Thursday, April 29, 2010

The Australian's Gibbering Fantasist In Residence

Greg (Jerusalem Prize) Sheridan, foreign editor of The Australian and the "most influential foreign affairs commentator in Australia" (theaustralian.com.au), is as mad as a meat-axe and I for one don't know if I can take it any more. Judge for yourself:

"Once again, Anzac Day and all that it represents are under attack. The dark servants of Sauron are gathering in Mordor, orcs and goblins, elves gone over to the dark side, the wraith-like nazgul and the dark riders of historical mayhem, once more to shatter the traditions and peace of the good hobbits of Middle-earth. I refer, of course, to the ideological Left girding its loins for a fresh assault on the alleged militarisation of Australian history. A slew of dismal academic books, unspeakable in their mediocrity and tendentiousness, presage a full-blooded campaign to destroy the most popular, the most unifying and the most historically sound celebration in our national life." (Gibbering fantasists set sights on Anzac Day, The Australian, 29/4/10)

Not that he's actually read Tolkien's Lord of the Rings, mind you, but the movie, now that's a different matter! After all, didn't he once confess, "As a naturally lazy fellow I was always watching TV of an evening"? (Two bob's worth of life lessons, The Australian, 18/4/09)

But back to Sheridan's 'defence' of all things Anzac from the 'onslaught' of his imagined academic Forces of Darkness (funny how he doesn't name names), the mob he describes so colourfully as "gorged on grants, tenure, fellowships, faux academic prizes, subsidised centres and all the paraphernalia of the academic gravy train, beyond the wildest imaginings of any David Williamson satire... ":

"[T]here is... something wondrously ahistorical and ignorant about the standard line against the Australian efforts in World War I, whether at Gallipoli or on the Western Front or elsewhere. The proposition that Australia mindlessly, needlessly and foolishly followed Britain into World War I is completely wrong... Australia joined Britain in WW I for 4 reasons: just cause, empire solidarity, regional security interests and long-term maintenance of Australian security... But most importantly there was the question of Australia's long-term strategic self-interests. Australian leaders, and the population, understood correctly, that the British empire (and I write this as an Irish Australian who could not possibly have less sentimental attachment to the British crown) provided for Australian security, provided for Australian prosperity and to a large extent embodied Australian values."

Now I know that I'm a little off topic here, but Sheridan's retro-projection of his fantasies about the US-Australia alliance onto the circumstances of our involvement in WW I got me thinking. Should a man gorged on Israeli press junkets and pumped by a 'prize' for services to "the state of Israel and its ideologies" (Jerusalem Prize, 2007) be trusted with Australian (or any other) history? Were our Anzac volunteers really, as he asserts, primarily motivated by a clear belief that Australia's security was at stake (leaving aside, of course, whether that was in fact the case)? Or were their motivations more mundane?

Stated task: Resume the blog post criticizing Greg Sheridan's Anzac Day column, beginning right after its final sentence.

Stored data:
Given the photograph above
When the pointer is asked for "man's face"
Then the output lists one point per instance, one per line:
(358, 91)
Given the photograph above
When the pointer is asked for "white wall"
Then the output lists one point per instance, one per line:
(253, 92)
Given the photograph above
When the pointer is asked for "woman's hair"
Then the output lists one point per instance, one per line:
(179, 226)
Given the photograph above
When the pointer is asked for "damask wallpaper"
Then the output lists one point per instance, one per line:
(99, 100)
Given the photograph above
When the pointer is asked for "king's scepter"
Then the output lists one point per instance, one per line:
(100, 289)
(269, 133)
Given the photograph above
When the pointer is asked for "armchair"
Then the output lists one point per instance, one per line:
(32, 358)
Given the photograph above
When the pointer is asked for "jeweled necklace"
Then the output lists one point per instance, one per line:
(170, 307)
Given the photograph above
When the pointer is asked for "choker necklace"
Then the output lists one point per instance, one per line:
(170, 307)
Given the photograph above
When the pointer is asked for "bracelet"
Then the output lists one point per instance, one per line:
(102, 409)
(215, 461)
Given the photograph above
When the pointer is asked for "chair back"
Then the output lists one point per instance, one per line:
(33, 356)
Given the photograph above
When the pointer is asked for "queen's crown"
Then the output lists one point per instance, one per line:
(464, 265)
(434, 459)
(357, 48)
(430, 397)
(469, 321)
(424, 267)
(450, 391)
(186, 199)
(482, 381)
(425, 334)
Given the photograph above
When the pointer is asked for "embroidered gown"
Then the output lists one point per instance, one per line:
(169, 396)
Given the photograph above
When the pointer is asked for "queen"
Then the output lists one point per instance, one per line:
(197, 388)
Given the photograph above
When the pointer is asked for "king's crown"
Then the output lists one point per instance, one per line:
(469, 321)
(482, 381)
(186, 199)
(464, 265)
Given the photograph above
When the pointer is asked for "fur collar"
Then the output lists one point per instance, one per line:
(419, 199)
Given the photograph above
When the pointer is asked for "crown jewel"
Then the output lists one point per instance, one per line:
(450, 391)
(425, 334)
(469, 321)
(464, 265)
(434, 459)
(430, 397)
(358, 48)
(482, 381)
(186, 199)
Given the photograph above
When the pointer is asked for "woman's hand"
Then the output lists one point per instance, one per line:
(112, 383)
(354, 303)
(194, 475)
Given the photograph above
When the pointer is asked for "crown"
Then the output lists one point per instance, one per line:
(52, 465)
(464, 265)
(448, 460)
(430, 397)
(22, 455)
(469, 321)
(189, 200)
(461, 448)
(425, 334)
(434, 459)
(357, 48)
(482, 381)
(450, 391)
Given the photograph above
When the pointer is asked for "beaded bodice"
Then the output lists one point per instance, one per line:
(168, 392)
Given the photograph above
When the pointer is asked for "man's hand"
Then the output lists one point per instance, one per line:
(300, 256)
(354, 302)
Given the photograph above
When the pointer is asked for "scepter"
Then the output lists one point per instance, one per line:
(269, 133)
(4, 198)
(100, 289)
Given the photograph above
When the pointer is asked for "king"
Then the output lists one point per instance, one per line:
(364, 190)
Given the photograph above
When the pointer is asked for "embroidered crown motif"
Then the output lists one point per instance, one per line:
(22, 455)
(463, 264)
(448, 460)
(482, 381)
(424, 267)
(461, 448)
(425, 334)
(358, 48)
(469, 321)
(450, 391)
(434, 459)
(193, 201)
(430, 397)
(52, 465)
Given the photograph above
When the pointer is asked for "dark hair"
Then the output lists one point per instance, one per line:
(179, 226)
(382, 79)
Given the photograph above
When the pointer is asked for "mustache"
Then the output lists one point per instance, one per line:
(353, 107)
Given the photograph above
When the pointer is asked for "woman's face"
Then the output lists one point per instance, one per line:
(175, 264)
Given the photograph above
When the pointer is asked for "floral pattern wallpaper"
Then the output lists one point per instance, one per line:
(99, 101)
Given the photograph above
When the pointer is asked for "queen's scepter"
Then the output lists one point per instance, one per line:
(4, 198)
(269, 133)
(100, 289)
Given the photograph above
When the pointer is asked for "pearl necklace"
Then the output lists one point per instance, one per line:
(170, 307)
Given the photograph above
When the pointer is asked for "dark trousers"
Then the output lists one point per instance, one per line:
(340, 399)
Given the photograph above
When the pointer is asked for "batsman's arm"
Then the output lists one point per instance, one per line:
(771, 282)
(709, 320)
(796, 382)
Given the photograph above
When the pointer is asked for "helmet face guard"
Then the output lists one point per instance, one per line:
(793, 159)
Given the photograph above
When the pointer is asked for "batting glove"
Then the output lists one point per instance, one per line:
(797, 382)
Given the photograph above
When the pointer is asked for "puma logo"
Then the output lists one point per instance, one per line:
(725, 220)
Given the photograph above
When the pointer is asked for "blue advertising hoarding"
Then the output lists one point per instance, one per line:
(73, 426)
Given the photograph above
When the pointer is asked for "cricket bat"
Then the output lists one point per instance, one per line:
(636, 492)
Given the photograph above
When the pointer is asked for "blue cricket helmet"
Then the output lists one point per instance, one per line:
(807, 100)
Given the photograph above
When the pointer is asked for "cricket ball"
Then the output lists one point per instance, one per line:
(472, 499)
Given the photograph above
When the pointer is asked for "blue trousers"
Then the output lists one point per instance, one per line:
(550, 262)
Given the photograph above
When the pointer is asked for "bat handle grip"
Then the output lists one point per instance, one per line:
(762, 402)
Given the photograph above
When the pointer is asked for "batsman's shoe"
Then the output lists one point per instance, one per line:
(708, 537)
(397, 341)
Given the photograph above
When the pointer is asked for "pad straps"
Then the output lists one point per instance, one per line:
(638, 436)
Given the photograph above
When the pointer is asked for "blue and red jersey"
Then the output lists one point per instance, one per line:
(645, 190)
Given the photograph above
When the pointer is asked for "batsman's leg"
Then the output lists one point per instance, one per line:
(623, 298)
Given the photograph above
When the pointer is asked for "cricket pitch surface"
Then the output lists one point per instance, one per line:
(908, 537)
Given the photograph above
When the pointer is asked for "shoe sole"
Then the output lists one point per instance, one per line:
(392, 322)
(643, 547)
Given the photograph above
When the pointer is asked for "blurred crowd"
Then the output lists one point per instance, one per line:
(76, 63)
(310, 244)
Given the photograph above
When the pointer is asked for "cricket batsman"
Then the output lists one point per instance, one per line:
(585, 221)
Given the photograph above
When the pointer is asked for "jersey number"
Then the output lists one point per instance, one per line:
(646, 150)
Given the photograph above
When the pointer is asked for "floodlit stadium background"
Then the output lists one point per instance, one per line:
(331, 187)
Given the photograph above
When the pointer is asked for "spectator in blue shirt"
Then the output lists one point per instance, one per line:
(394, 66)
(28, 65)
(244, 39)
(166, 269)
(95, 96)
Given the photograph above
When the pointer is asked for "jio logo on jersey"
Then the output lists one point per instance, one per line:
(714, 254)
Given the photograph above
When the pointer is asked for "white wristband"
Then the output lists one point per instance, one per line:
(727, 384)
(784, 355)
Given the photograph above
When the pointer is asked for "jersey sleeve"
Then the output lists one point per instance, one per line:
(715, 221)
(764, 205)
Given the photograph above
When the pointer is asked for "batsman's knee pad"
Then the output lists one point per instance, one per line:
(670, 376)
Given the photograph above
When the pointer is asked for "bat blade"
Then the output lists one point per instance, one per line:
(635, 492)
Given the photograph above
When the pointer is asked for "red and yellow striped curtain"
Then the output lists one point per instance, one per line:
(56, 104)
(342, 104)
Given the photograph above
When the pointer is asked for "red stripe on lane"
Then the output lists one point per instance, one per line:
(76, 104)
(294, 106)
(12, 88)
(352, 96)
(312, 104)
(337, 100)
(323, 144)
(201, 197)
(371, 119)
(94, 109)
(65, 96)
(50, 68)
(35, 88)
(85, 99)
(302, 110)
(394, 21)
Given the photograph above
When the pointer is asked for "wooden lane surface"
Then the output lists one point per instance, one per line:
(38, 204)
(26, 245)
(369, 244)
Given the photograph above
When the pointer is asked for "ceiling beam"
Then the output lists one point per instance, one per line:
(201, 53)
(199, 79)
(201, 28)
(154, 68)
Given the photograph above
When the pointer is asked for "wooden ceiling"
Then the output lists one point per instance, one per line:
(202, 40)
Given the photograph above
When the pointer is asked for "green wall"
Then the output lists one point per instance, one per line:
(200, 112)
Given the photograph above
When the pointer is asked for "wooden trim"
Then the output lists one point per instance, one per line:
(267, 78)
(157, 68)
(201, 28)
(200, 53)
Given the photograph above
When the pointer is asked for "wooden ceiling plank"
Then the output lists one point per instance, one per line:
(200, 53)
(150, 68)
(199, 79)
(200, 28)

--

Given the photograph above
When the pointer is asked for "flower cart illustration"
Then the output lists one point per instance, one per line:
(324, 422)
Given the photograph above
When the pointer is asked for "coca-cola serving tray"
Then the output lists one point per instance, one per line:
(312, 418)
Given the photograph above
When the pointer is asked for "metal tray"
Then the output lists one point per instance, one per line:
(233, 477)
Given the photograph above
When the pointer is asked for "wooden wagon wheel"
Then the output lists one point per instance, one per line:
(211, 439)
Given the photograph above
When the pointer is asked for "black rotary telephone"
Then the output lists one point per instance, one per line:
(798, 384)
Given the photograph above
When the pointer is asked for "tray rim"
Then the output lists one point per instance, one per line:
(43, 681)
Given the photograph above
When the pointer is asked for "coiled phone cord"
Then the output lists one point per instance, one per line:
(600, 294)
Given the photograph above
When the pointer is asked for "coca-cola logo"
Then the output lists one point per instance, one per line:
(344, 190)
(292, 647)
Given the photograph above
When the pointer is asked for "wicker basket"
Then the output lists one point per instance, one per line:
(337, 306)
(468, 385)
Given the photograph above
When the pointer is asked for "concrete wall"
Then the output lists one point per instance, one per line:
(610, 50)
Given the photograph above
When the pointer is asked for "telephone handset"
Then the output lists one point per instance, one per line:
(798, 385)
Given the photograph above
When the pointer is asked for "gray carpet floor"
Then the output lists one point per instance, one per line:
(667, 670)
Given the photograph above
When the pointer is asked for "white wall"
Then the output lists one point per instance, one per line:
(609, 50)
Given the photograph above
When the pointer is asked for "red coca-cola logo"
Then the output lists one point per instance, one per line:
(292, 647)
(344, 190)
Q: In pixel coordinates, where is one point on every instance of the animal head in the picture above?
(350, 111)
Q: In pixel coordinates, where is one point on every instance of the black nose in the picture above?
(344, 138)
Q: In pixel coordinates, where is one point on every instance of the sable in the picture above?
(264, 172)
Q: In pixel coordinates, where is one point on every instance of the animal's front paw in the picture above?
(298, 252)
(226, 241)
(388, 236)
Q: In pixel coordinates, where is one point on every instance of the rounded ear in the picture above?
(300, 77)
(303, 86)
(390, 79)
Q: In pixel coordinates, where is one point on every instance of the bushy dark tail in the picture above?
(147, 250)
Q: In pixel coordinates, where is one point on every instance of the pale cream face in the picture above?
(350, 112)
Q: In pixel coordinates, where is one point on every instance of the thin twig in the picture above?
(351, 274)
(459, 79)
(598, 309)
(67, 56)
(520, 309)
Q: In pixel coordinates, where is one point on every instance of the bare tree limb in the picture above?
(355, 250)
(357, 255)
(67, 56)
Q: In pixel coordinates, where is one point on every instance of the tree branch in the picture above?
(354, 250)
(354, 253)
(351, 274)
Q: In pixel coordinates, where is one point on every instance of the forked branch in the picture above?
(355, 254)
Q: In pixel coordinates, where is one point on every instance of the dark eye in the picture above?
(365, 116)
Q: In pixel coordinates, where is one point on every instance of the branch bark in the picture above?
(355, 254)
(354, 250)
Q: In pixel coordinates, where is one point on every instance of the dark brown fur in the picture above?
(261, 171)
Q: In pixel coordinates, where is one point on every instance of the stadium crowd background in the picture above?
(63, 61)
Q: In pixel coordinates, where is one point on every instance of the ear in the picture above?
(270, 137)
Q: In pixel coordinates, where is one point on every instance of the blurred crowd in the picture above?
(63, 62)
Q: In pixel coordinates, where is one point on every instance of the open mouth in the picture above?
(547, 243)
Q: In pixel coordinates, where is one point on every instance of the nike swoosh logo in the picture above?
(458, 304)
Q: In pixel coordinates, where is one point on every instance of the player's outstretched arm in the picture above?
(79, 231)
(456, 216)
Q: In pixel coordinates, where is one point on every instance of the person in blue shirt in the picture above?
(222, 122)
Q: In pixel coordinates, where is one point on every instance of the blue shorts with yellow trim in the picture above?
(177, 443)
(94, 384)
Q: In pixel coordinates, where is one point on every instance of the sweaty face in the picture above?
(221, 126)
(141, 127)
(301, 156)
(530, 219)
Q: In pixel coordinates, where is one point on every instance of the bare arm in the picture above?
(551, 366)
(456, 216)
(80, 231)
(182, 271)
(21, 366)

In response:
Why not, I thought, consult one of those "tens of thousands of ordinary young men" who, according to Sheridan, "lived and died for something greater than themselves" at Gallipoli? Surely, the 'defender' of their day against the Gibbering Fantasists of the Academic Left wouldn't presume to take issue with their testimony?

OK then, why, for example, did Major Oliver Hogue (pen-name Trooper Bluegum) volunteer?

Here's how he explained it in his 1916 book Love Letters of an Anzac. The following letter, his first, is dated September 17, 1914:

"My Dearest Jean, I've got news for you, Honeybunch... It's the biggest item of news which any young man can, in these stirring days, tell to his sweetheart. Aye, your own heart will have told you. I'm a soldier of the King! I write it proudly: I could do nothing other than enlist.

"This is going to be a big war, a long war, the greatest war this old world has ever seen. Within a year the streets of Sydney will be placarded with big posters, 'Your Country needs you.' I don't want to go to war as the result of the importunity of Kitchener. I don't want my friends to point their fingers at me and say, 'Why don't you go?' Most of all, darling, I don't want you to lift your lovely blue eyes to mine, wondering if I will play the man. I want you to feel and know that when the Empire called, your MAN answered...

"Then, with a rush, came thoughts of the rigours and horrors of war: cold, sleepless nights; long weary marches; hot, thirsty days; fierce, bloody battle; maybe wounds and death. Death! Fancy dying with so little done and so much to do! I had given so little to the world in return for all the good things showered on me. I had done so little for Old England in return for my priceless British Citizenship. And sunny Australia - land of my birth: year after year I had roamed her fertile fields, sailed her tropic seas and climbed her rugged mountains. How little I had given in return! How trivial my services towards the making of the nation...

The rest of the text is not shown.